* Directions
Return every line in the records below that contains the word "white", matching case exactly.

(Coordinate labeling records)

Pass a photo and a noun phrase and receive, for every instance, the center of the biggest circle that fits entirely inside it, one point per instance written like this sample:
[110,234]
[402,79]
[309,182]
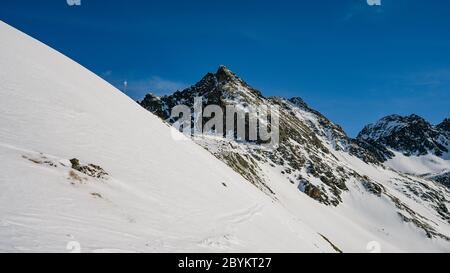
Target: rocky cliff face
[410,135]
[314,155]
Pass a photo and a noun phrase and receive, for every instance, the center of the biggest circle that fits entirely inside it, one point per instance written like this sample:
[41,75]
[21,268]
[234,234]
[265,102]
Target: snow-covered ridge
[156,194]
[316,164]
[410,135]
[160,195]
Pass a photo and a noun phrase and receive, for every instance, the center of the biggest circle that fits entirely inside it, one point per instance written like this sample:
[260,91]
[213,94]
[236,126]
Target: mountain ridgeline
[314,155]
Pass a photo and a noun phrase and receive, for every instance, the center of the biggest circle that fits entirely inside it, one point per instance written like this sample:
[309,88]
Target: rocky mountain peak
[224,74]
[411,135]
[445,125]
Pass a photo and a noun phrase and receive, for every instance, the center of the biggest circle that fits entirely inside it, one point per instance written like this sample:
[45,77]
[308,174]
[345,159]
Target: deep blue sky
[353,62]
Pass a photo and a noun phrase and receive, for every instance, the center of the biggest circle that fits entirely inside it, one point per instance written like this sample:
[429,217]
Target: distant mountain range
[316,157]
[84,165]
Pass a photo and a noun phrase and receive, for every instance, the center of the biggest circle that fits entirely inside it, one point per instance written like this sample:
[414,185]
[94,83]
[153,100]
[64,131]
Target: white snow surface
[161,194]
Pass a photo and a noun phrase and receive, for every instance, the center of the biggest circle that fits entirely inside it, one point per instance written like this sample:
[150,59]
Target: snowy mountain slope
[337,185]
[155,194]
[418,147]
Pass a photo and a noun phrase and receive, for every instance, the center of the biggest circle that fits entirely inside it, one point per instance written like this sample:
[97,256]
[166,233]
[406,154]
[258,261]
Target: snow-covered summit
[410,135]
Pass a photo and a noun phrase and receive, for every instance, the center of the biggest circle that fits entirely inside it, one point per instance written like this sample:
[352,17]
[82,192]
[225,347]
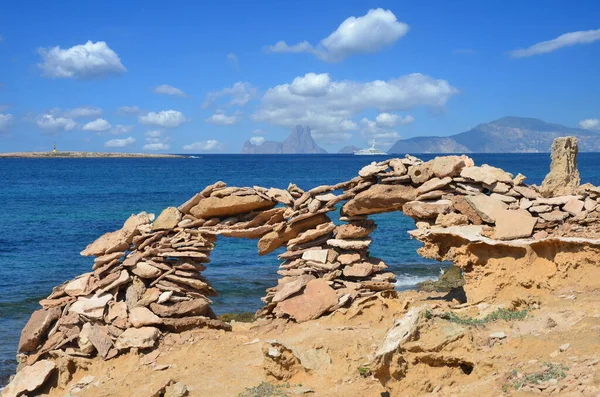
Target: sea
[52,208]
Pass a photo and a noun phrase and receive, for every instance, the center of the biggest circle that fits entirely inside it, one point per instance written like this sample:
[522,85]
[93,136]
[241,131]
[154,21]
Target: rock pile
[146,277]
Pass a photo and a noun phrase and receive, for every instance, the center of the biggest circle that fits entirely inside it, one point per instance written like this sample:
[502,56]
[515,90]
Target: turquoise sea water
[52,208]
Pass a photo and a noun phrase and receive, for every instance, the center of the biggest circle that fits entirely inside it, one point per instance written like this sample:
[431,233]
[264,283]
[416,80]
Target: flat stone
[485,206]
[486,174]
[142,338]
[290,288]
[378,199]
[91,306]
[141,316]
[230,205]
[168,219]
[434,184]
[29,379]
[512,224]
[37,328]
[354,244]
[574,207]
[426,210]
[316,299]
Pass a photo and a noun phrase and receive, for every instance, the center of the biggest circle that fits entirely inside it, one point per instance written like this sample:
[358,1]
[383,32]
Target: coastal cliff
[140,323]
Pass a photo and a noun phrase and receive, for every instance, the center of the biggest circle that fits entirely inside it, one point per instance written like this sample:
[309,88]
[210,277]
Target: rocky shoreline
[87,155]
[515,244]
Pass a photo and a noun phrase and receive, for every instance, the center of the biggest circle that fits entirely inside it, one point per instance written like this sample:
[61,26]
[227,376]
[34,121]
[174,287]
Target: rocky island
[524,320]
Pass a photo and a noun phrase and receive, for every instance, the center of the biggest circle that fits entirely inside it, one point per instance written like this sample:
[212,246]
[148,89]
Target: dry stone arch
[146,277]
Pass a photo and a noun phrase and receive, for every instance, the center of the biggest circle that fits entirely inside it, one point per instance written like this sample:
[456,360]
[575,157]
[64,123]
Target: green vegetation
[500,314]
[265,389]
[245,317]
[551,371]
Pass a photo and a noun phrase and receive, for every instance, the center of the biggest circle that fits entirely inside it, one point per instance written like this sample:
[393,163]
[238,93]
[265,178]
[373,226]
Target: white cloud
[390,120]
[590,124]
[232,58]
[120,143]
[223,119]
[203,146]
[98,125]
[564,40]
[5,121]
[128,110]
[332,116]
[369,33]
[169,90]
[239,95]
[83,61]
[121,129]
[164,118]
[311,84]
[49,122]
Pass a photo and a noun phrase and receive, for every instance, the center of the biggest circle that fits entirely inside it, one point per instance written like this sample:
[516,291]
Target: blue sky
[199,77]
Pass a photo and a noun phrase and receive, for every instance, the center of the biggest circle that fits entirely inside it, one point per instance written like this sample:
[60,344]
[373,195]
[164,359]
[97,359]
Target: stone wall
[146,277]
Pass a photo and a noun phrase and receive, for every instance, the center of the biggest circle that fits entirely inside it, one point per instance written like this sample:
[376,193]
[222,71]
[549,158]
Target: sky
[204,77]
--
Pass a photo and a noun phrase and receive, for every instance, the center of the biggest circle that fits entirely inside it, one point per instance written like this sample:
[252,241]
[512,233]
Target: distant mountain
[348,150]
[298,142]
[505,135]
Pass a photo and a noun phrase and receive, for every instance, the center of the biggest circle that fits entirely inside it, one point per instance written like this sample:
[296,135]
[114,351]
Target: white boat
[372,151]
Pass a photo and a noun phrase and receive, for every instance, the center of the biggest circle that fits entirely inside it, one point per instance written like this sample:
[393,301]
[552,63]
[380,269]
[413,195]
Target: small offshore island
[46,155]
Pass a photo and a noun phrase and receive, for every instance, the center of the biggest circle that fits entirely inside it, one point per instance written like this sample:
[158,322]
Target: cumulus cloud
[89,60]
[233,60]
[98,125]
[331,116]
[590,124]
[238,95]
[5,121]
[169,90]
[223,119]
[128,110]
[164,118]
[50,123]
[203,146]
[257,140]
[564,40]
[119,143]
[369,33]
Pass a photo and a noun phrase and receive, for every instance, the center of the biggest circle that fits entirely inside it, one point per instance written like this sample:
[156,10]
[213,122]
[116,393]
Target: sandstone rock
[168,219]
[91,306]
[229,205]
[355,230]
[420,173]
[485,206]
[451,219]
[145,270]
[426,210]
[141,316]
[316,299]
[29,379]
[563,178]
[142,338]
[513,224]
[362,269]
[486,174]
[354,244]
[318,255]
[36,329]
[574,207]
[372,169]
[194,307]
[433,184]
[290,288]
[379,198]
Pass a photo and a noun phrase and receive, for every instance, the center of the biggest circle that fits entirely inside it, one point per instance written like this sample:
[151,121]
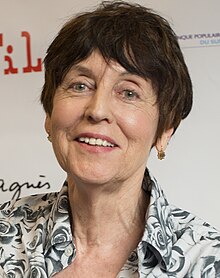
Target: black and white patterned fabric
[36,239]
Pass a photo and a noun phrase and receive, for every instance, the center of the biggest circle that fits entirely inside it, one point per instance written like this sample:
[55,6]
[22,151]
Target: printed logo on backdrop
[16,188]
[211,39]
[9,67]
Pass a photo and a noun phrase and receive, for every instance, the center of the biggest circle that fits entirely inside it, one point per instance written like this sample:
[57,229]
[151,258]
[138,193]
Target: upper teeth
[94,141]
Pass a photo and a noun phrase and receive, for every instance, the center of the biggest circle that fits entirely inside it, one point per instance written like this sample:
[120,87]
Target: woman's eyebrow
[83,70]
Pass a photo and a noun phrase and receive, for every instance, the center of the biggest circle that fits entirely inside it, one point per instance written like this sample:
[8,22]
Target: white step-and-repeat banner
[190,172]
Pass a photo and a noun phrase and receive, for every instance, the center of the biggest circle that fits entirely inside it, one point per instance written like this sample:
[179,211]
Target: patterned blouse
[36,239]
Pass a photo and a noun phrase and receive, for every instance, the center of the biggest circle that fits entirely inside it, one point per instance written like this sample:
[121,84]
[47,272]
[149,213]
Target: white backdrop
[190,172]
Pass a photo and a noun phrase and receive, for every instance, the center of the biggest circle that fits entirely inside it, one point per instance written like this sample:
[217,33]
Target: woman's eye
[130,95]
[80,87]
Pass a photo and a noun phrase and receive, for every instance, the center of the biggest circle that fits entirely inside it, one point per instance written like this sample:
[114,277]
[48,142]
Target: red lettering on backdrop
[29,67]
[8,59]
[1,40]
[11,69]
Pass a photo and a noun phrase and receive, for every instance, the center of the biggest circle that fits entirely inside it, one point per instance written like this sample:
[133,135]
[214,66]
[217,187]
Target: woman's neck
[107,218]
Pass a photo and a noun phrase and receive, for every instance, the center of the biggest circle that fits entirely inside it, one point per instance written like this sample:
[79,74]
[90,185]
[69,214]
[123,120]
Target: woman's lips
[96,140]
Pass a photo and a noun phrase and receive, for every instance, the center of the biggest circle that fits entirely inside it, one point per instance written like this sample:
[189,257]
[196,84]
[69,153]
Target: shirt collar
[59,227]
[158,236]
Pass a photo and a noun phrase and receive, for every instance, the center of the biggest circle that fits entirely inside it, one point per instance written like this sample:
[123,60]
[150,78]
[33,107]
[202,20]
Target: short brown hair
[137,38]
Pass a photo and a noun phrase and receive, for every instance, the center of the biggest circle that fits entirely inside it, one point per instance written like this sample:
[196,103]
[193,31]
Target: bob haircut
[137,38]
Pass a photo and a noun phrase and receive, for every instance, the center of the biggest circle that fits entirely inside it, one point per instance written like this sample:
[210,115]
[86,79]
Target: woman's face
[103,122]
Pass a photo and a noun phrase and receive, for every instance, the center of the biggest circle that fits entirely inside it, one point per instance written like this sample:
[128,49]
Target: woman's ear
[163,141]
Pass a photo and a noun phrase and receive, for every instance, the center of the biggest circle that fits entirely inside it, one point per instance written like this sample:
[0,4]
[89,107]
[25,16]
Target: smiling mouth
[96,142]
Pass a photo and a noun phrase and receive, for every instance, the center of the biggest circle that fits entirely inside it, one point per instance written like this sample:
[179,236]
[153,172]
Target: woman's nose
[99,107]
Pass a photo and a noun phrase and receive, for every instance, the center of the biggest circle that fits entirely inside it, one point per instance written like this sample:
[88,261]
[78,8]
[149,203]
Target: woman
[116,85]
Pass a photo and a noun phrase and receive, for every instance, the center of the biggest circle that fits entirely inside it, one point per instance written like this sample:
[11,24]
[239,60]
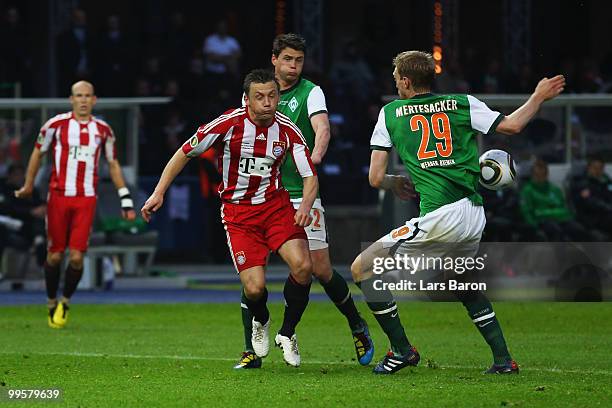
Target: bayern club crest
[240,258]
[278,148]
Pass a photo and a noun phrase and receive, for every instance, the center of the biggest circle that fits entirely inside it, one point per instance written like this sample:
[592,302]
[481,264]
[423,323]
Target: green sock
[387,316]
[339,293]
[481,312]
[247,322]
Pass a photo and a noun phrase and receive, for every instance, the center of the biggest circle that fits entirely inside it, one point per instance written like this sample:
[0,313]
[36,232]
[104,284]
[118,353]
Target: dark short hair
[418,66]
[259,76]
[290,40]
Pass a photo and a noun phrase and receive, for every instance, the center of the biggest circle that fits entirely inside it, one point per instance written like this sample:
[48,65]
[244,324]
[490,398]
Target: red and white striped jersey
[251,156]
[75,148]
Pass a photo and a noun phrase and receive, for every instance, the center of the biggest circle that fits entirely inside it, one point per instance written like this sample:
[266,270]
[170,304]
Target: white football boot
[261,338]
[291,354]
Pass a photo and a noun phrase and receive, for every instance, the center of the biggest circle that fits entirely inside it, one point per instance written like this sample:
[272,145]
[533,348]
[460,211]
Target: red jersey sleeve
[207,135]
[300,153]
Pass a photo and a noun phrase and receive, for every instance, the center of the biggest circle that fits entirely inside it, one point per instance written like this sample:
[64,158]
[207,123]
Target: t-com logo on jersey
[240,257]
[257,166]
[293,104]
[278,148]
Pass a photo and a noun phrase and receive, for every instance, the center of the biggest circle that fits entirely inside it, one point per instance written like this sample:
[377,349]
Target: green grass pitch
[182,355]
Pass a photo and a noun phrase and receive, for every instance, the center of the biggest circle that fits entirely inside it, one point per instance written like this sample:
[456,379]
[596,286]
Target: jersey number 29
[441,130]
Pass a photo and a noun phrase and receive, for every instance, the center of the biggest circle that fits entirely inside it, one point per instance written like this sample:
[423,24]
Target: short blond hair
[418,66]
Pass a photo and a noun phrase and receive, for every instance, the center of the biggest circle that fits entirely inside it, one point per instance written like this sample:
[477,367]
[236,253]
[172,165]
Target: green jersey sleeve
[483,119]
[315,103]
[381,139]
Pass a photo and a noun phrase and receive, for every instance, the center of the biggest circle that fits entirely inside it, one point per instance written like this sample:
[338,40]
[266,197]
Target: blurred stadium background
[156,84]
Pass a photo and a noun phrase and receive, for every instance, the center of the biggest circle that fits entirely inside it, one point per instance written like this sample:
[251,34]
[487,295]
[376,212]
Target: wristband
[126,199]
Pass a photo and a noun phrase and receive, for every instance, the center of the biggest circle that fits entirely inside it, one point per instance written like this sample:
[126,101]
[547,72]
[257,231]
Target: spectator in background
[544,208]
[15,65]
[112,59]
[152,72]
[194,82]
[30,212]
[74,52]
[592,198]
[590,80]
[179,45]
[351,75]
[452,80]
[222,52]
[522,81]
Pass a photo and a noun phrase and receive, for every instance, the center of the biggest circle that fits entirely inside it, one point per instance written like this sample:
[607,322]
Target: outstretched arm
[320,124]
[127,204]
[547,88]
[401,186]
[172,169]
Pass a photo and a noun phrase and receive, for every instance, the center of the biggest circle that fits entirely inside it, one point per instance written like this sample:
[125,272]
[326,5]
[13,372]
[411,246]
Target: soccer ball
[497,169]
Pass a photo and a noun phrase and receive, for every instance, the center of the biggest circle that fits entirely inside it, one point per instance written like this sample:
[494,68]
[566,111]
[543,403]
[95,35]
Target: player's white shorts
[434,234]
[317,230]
...
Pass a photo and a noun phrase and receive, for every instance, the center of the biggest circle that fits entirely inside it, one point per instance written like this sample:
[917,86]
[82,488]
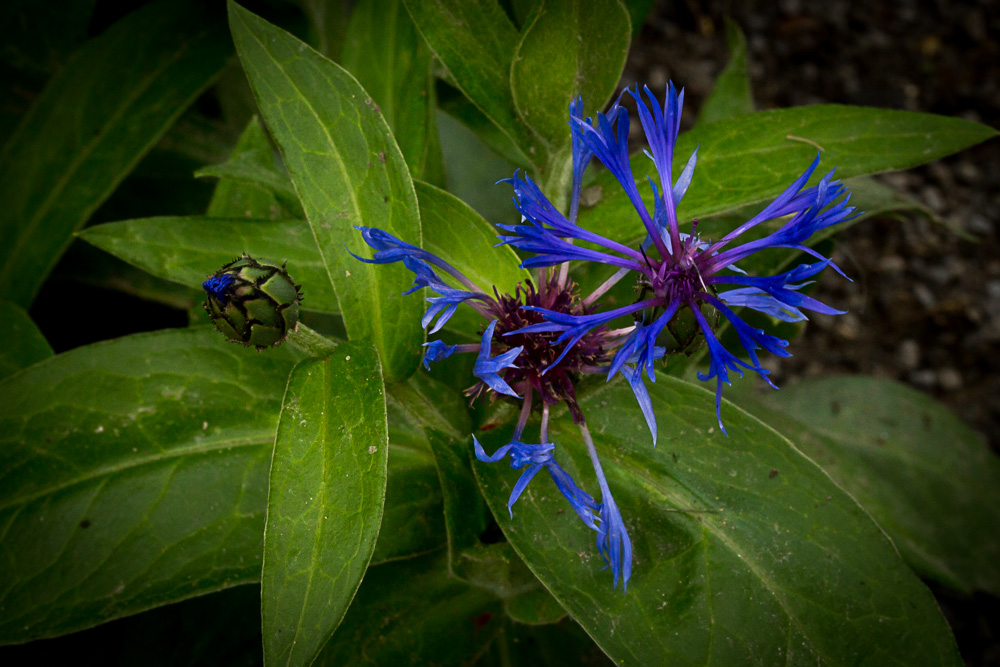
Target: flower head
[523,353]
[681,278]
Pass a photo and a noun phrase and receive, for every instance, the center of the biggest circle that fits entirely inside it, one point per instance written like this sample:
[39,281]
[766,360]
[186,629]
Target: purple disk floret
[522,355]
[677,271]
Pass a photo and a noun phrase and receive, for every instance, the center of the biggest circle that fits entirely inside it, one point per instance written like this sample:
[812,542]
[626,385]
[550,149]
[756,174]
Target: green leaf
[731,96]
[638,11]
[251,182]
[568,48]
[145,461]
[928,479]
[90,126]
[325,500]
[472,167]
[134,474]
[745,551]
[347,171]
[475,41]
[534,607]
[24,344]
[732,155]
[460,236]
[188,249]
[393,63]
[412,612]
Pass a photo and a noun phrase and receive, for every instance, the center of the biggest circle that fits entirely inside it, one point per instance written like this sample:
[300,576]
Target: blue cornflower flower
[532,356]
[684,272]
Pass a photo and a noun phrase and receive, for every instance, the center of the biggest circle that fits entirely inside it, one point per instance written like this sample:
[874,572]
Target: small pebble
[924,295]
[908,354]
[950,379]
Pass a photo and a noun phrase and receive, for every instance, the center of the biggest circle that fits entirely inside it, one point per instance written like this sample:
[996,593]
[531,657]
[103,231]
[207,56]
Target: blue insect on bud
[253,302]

* The solution
Target: white snow surface
Target: white cloud
Target: white boat
Target: black and white patterned fabric
Target: white step-and-repeat banner
Target: white backdrop
Target: red and white striped jersey
Target: white football boot
Target: player's white shorts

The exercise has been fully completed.